## Problems
1. In the comment thread on religion, which newspaper published the Dalai Lama interview?
2. Pick up the comment thread on religion after its last line and continue it.

## Document passage

Iain, sorry but I can have limited sympathy with you on this one. It is all very well saying 'the C of E' should do something, and that you have 'broadly Christian values'. I'm not religious myself, but it strikes me that many are able to sign up to nominal beliefs if it means that they can marry in Church, go to a Christening, or get their children into a school. But that is where their commitment ends. The 'Hatching, Matching and Despatching' crowd as my mother might call them. If you really want to end this sort of nonsense you have to support your church week in, week out. Otherwise, I'm afraid, they will be entitled to ask, 'Where were you when we needed you ?' once the battle is lost.

Benedict White said...

Cramer, Allah has similar etymilogical roots to Abba, the Aramaic word used by Jesus to mean father.

Also they are fundamentaly the same deit

BCB Webmaster said...

Iain, you said "We all know that, with the possible exception of Buddhism, all religions have problems with homosexuality." Regarding this argument, you may be interested in reading an interview that the Dalai Lama gave to the Daily Telegraph in which he said:

Although he is known for his tolerant, humane views, he is a surprisingly harsh critic of homosexuality. If you are a Buddhist, he says, it is wrong. "Full stop.

No way round it.

"A gay couple came to see me, seeking my support and blessing. I had to explain our teachings. Another lady introduced another woman as her wife - astonishing. It is the same with a husband and wife using certain sexual practices. Using the other two holes is wrong."

## Excerpted data
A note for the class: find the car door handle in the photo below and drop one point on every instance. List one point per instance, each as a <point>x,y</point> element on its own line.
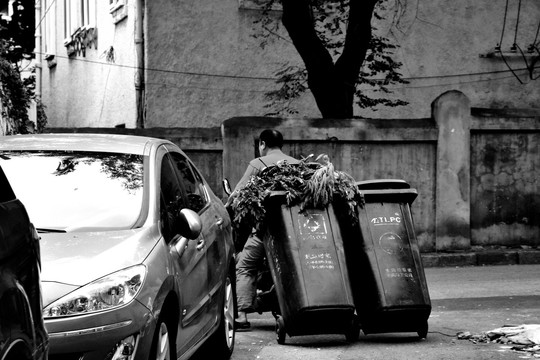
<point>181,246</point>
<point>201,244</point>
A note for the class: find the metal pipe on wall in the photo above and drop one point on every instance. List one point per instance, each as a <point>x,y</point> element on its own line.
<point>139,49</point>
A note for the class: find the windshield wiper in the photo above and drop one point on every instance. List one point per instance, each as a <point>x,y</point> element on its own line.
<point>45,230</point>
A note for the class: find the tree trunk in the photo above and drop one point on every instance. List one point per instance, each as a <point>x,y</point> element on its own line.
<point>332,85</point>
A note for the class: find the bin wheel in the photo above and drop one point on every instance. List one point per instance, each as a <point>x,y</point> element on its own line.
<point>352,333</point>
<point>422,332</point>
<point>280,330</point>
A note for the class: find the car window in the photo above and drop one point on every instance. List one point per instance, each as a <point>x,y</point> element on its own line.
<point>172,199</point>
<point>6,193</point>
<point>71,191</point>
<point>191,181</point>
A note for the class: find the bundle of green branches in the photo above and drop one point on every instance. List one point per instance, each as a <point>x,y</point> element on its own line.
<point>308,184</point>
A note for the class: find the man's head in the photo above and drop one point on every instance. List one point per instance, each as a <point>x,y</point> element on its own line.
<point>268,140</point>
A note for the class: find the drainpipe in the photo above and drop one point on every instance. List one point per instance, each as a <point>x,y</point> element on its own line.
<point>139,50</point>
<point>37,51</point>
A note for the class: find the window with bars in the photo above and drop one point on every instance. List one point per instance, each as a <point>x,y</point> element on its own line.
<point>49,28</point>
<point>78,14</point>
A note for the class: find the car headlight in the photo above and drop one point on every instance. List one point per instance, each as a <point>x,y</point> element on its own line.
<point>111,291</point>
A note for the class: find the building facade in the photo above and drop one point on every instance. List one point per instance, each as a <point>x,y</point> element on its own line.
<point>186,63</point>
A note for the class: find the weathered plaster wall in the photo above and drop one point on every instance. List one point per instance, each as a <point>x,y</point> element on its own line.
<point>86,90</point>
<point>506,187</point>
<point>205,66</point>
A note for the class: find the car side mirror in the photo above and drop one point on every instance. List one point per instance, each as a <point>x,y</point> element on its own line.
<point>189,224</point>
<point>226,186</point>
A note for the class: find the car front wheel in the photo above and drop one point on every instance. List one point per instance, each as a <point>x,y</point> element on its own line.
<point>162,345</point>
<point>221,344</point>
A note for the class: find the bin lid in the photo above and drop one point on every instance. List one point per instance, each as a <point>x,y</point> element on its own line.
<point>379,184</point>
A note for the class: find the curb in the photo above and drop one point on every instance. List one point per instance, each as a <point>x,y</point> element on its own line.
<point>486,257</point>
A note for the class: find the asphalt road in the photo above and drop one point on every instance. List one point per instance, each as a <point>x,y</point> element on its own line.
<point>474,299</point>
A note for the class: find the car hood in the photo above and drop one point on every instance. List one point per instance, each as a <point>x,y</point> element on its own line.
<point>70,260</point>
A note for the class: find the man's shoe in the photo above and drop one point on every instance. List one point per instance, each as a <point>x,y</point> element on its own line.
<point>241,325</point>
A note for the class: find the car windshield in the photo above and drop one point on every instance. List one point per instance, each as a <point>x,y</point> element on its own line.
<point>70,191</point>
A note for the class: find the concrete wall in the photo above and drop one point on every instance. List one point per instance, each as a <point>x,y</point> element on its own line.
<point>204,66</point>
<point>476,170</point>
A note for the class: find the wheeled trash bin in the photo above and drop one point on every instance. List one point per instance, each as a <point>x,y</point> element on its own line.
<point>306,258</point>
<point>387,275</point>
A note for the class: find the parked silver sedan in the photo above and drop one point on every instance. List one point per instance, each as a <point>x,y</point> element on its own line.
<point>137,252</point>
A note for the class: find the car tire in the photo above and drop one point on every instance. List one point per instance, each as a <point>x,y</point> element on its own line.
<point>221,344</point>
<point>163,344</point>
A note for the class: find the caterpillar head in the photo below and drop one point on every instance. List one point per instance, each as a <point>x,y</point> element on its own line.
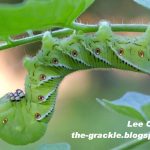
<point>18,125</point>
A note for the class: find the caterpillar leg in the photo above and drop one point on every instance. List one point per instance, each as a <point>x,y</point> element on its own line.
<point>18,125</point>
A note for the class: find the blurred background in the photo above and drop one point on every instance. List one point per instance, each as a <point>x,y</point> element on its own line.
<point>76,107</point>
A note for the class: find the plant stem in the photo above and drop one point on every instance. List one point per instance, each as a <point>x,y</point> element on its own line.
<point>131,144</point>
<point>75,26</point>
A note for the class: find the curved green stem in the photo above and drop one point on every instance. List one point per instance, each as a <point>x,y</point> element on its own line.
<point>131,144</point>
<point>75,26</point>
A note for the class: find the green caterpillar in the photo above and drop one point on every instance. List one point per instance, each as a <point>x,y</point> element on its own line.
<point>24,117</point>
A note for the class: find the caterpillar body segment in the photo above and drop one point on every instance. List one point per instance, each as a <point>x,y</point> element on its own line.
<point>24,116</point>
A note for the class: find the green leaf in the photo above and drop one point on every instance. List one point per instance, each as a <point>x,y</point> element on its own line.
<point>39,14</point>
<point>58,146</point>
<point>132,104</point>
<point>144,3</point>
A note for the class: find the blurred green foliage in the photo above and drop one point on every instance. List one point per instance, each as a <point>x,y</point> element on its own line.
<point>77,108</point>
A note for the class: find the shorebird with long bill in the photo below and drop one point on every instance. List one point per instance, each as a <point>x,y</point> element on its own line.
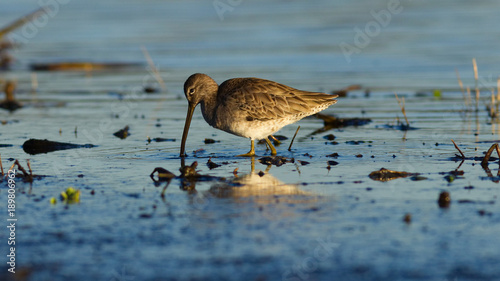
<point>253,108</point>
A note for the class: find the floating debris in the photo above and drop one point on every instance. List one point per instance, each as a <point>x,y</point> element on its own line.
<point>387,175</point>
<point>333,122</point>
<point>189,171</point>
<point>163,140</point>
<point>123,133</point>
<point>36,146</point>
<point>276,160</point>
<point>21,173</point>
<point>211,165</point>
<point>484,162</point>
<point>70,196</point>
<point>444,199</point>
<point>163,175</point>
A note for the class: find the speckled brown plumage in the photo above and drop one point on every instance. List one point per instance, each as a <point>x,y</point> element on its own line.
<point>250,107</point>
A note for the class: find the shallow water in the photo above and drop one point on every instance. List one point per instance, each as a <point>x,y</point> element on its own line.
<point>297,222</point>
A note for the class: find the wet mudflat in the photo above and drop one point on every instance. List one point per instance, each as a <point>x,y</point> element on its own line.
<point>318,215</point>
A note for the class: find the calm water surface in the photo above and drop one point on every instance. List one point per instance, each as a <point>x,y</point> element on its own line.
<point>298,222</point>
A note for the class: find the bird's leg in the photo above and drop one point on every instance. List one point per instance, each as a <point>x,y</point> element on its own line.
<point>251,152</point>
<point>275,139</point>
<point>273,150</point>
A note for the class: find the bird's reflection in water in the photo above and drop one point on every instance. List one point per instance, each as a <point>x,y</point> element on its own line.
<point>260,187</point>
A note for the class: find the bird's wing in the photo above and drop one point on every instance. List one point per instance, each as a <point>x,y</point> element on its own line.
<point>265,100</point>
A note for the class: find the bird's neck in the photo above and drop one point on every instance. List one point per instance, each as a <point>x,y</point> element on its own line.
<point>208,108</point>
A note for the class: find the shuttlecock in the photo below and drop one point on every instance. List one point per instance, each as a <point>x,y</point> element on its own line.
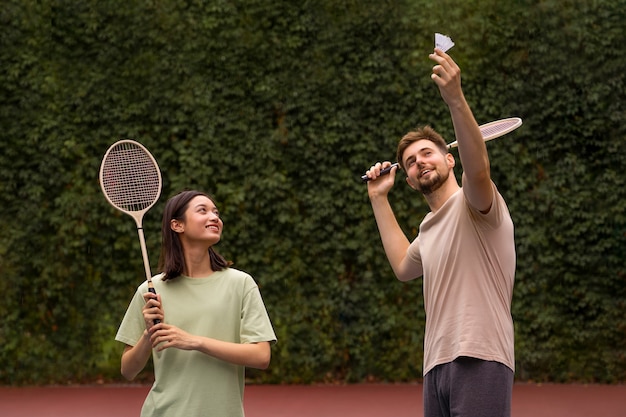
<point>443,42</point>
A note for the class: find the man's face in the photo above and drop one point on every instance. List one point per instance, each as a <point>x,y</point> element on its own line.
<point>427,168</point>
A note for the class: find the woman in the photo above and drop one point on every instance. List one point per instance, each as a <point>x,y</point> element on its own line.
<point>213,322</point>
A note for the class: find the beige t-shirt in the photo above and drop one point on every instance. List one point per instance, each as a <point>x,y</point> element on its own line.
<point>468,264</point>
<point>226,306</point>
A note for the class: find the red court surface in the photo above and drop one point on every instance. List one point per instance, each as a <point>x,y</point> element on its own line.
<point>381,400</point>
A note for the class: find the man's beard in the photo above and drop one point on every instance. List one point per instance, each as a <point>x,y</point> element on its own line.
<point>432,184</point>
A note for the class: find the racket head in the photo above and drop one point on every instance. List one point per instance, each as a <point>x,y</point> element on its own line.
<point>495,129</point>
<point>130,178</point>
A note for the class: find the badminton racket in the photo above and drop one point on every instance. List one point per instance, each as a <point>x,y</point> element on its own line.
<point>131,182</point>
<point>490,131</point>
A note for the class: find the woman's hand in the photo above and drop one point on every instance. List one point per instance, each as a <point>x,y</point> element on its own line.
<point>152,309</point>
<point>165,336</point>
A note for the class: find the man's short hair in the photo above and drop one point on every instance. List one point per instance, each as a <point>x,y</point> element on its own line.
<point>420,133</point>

## Answers for the tasks
1. The Daily Telegraph.

2.
Source:Daily Telegraph

Of course, it should be remembered that the Dalai Lama represents one particular strand of Buddhism, but his witness shows that Buddhism in part if not in whole is not approving of homosexuality

Croydonian said...

What I believe is the key point is whether anyone who was a sincere Christian would physically attack someone whose life choices they disapproved of. Fortunately we don't have an equivalent of those rather hateful types from Kansas in these parts.

I would imagine that such attacks are more likely made by people who are less than committed Christians but just happen to be vaguely aware of some of the scriptural comments that condemn homosexuality and use that as a 'justification'.

Very obviously physical attacks, abuse and so forth directed at gays are unacceptable, but equally well there is an immense amount of difference between that and articulating a sincere belief that homosexuality is a sin. As such, I think the GPA have behaved at best foolishly, and at worst maliciously.

Anonymous said...

We are in a largely Christian country, if you want to use religious images to get a point across, the obvious ones to use belong to the Christian religion. So from that point of view the advert makes perfect sense.

I think its a shame Archbishop Cranmer isn't coming out and condemming the people who are involved in homphobic incidents as strongly as he is coming out and having a go at this advert.

Anonymous said...

Give me James Anderton as a policeman any day, rather than that spiteful bitch Paddick!Paddock!, whatever his name is!

Archbishop Cranmer said...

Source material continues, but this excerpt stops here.